L’instrument envisagé vise, d’une part, à favoriser la transparence en ce qui concerne les ressources génétiques et leurs savoirs traditionnels associés, sur lesquels se basent des inventions brevetées et, d’autre part, à prévenir la délivrance de brevets pour des inventions qui ne seraient pas nouvelles ou n’impliqueraient pas d’activité inventive eu égard aux ressources génétiques et à leurs savoirs traditionnels associés.
À ce stade, le projet d’instrument prévoit une exigence de divulgation relative à l’origine ou à la source des ressources génétiques et/ou des savoirs traditionnels associés lors du dépôt des demandes de brevets basées sur ces ressources génétiques et/ou savoirs traditionnels associés. Il contient également des dispositions relatives à un système d’information (base de données) qui pourrait être mis en place afin de permettre aux offices de propriété intellectuelle d’accéder aux informations sur l’origine ou la source des ressources génétiques et des savoirs traditionnels, fournies dans le cadre de l’exigence de divulgation prévue au dépôt de la demande de brevet, à des fins de recherche et d’examen.
Le non-respect de l’exigence de divulgation pourrait être soumis à des sanctions appropriées, efficaces et proportionnées. Les déposants de demandes de brevets devraient toutefois bénéficier de la possibilité de rectifier la non-communication des informations requises. Le brevet pourrait être révoqué ou rendu inopposable uniquement en cas d’intention frauduleuse au regard de l’exigence de divulgation.
La mise en œuvre d’une exigence de divulgation dans les demandes de brevets permettrait aux États ayant ratifié le protocole de Nagoya5 de contrôler plus facilement le respect des obligations contenues dans ce protocole concernant l’accès et le partage des avantages découlant de l’utilisation des ressources génétiques et des connaissances traditionnelles associées. La conclusion de cet instrument présente ainsi des avantages pour les pays riches en biodiversité afin d’assurer la préservation de leurs ressources et des connaissances associées à leur utilisation, grâce à un système de brevet plus transparent.

• ENTRÉES FOURNIES
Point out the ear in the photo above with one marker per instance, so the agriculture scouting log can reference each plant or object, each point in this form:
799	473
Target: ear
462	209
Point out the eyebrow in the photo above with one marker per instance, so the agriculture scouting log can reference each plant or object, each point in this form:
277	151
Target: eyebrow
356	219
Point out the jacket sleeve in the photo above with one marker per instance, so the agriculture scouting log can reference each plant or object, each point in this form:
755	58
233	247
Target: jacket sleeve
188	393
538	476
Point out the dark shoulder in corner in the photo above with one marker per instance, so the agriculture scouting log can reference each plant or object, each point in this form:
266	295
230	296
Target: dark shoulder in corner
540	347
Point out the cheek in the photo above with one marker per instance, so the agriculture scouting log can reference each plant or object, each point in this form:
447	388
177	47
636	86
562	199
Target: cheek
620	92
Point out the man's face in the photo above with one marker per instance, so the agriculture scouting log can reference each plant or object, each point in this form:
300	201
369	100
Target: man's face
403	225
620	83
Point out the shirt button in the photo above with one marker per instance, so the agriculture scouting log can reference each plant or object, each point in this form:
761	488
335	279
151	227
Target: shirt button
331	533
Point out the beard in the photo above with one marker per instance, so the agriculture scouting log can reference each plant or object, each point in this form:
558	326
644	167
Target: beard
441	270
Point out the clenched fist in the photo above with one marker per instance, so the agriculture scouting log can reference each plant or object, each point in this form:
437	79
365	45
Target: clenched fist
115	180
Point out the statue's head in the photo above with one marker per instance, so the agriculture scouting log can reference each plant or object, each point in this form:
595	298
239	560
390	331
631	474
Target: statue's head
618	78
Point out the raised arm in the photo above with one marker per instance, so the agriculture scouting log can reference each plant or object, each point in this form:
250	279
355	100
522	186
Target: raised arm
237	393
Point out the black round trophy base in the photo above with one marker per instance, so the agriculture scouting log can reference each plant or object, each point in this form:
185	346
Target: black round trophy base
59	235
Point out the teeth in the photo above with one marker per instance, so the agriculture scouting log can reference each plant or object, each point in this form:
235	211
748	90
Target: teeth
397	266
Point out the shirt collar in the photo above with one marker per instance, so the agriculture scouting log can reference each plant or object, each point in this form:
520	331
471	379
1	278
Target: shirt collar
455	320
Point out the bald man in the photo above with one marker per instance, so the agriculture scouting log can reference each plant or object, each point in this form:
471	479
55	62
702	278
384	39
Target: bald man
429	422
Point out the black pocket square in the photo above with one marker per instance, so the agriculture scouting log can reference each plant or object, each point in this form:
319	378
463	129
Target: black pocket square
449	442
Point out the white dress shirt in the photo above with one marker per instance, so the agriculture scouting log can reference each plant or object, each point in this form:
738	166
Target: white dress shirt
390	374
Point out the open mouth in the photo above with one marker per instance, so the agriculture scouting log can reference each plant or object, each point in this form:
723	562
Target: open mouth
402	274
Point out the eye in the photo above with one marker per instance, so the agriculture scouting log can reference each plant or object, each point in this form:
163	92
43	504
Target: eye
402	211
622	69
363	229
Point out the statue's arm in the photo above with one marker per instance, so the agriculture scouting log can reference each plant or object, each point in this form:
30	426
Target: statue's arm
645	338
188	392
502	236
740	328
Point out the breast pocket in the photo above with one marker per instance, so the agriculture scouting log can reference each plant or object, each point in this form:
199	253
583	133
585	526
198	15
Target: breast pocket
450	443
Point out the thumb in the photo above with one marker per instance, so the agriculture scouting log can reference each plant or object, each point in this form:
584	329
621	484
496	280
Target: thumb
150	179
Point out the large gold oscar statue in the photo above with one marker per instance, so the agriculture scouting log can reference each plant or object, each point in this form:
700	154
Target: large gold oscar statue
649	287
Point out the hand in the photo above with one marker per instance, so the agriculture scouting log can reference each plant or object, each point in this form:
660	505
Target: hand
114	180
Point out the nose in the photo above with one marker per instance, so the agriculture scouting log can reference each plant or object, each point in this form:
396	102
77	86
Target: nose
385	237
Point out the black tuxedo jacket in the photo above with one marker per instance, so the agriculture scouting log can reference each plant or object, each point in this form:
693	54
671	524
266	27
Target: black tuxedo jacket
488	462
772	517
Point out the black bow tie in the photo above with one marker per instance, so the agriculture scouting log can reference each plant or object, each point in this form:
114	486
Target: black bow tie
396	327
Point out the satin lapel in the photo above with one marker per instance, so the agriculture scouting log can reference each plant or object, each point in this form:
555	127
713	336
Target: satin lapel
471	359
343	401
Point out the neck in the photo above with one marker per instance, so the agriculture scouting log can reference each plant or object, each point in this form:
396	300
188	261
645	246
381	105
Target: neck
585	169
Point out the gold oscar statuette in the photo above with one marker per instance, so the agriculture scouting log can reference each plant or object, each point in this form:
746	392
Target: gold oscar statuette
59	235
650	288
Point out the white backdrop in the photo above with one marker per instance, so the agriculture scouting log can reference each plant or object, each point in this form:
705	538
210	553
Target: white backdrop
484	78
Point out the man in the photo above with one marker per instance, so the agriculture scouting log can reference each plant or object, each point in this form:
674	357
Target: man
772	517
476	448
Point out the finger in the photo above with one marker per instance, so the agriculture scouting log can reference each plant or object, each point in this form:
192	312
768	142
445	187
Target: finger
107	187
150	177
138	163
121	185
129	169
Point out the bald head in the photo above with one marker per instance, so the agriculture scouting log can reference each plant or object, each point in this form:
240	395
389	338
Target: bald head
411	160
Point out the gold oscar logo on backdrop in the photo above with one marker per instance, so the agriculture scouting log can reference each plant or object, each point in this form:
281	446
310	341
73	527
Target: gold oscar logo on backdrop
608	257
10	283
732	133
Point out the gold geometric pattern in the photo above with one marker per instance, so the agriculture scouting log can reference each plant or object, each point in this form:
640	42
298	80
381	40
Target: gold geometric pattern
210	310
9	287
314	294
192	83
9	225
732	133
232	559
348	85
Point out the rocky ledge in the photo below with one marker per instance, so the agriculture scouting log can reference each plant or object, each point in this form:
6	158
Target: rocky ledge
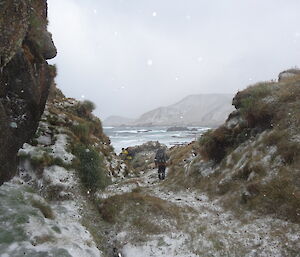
25	76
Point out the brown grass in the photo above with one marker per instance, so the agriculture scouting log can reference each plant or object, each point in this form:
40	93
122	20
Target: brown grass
143	211
44	208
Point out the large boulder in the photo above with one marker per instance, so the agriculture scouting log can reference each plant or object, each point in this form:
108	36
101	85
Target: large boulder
25	76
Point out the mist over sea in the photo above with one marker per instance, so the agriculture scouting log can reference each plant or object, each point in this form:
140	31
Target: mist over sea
132	136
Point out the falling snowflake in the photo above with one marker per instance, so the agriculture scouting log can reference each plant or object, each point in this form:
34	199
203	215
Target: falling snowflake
149	62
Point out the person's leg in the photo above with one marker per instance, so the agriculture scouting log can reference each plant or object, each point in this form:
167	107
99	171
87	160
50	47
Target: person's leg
160	172
163	172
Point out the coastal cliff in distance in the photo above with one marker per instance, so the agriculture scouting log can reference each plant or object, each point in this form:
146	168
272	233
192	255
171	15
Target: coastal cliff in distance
208	110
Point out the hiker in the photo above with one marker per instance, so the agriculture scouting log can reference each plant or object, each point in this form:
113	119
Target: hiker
116	253
124	154
161	162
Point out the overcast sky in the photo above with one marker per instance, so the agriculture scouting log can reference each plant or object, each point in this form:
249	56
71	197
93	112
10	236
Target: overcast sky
130	56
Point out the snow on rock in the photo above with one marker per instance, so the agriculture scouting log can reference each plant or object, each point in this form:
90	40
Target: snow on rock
25	231
59	149
206	228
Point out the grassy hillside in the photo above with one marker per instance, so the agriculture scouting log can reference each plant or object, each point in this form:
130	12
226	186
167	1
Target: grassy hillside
252	161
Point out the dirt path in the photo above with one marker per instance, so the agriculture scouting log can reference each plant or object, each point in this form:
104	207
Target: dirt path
187	223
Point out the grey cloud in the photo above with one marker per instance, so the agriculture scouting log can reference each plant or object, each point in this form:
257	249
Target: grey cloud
195	46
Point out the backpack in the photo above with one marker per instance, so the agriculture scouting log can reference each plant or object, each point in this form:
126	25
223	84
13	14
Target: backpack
160	156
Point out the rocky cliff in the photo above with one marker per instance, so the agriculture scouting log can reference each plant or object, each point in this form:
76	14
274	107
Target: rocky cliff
25	76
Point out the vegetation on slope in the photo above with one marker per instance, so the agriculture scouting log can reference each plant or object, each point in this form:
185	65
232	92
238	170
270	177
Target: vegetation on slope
252	161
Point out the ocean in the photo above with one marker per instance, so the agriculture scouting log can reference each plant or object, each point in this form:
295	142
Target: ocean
131	136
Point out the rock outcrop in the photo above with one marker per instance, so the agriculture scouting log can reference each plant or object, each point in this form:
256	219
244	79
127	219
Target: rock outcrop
25	76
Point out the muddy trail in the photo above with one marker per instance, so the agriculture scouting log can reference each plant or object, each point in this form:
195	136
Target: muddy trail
145	218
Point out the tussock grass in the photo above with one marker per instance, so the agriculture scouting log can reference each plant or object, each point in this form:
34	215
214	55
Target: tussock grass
44	208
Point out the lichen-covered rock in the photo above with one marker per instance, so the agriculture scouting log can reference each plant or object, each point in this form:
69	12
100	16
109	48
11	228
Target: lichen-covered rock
25	76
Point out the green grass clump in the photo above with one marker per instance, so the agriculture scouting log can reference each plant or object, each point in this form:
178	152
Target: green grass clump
90	167
44	208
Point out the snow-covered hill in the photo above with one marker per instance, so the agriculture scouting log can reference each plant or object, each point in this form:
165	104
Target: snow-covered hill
117	121
202	110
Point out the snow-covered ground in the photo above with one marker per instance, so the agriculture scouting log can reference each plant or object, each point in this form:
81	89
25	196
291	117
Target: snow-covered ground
206	228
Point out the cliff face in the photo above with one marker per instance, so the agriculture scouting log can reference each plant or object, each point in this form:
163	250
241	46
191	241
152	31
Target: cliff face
25	76
195	110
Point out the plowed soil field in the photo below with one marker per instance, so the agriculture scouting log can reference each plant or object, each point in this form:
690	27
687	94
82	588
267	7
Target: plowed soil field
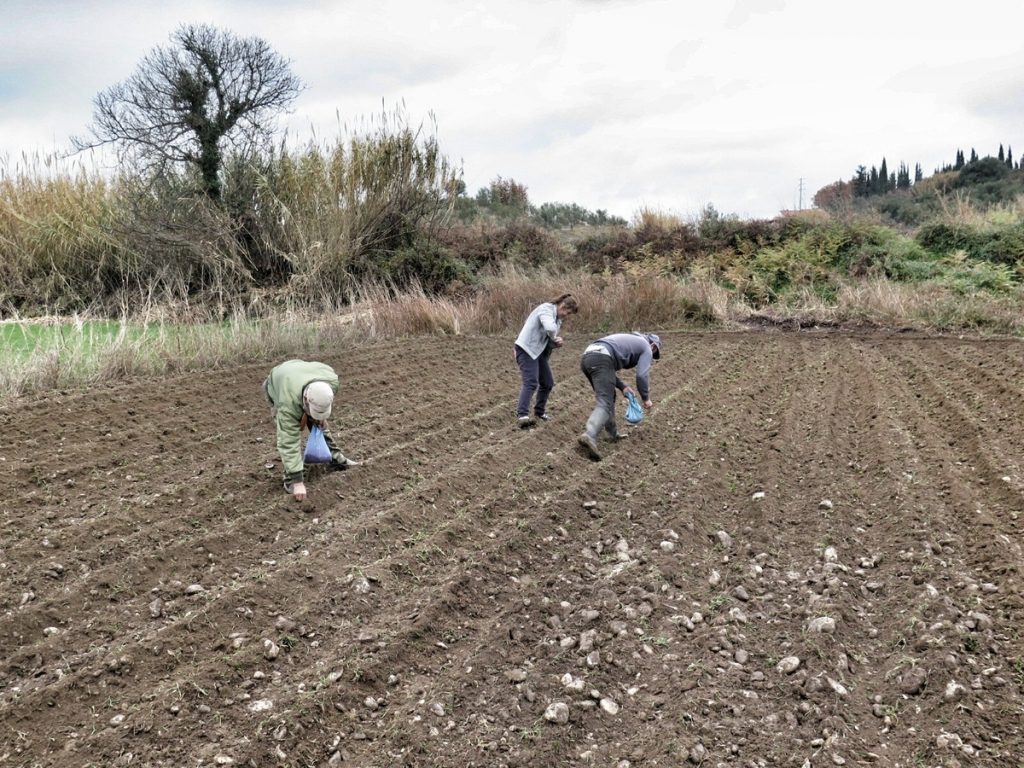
808	554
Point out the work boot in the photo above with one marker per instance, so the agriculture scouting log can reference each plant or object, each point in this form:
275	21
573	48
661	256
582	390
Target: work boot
340	463
590	445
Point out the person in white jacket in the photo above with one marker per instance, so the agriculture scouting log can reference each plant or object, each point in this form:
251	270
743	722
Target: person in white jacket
540	334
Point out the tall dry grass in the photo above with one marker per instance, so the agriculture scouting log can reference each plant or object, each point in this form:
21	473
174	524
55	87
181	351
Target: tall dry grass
503	301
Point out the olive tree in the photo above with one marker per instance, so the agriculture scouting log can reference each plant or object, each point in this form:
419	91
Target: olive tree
208	93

• À COMPLÉTER
[1] Recopiez fidèlement le passage de l'extrait sur les ressources génétiques et les brevets compris entre « À ce stade, le » et « recherche et d’examen. », bornes incluses.
[2] Rédigez la suite de l'extrait sur les ressources génétiques et les brevets, en reprenant après sa dernière phrase.

• CORRIGÉ
[1]
À ce stade, le projet d’instrument prévoit une exigence de divulgation relative à l’origine ou à la source des ressources génétiques et/ou des savoirs traditionnels associés lors du dépôt des demandes de brevets basées sur ces ressources génétiques et/ou savoirs traditionnels associés. Il contient également des dispositions relatives à un système d’information (base de données) qui pourrait être mis en place afin de permettre aux offices de propriété intellectuelle d’accéder aux informations sur l’origine ou la source des ressources génétiques et des savoirs traditionnels, fournies dans le cadre de l’exigence de divulgation prévue au dépôt de la demande de brevet, à des fins de recherche et d’examen.

[2]
Si cette exigence de divulgation existe déjà dans un certain nombre de législations nationales, la mise en place d’un traité international aura pour effet d’augmenter le nombre d’États appliquant une telle exigence. Le projet d’instrument prévoit par ailleurs une clause de non-rétroactivité selon laquelle aucune obligation de cet instrument ne devrait être imposée aux demandes de brevets déposées avant l’entrée en vigueur de l’instrument.
Ainsi, afin de parvenir à un juste équilibre entre la protection de la biodiversité et celle de l’innovation, le futur traité de l’OMPI devrait se concentrer sur l’adoption de mesures de transparence permettant de renforcer la mise en œuvre effective des principes posés par la Convention sur la diversité biologique et le protocole de Nagoya, de manière complémentaire et cohérente.
1 Article 2 de la Convention sur la diversité biologique (CDB), et article 2 de la proposition de base pour la conférence diplomatique.
2 Article L412-4 §5 du Code de l’environnement.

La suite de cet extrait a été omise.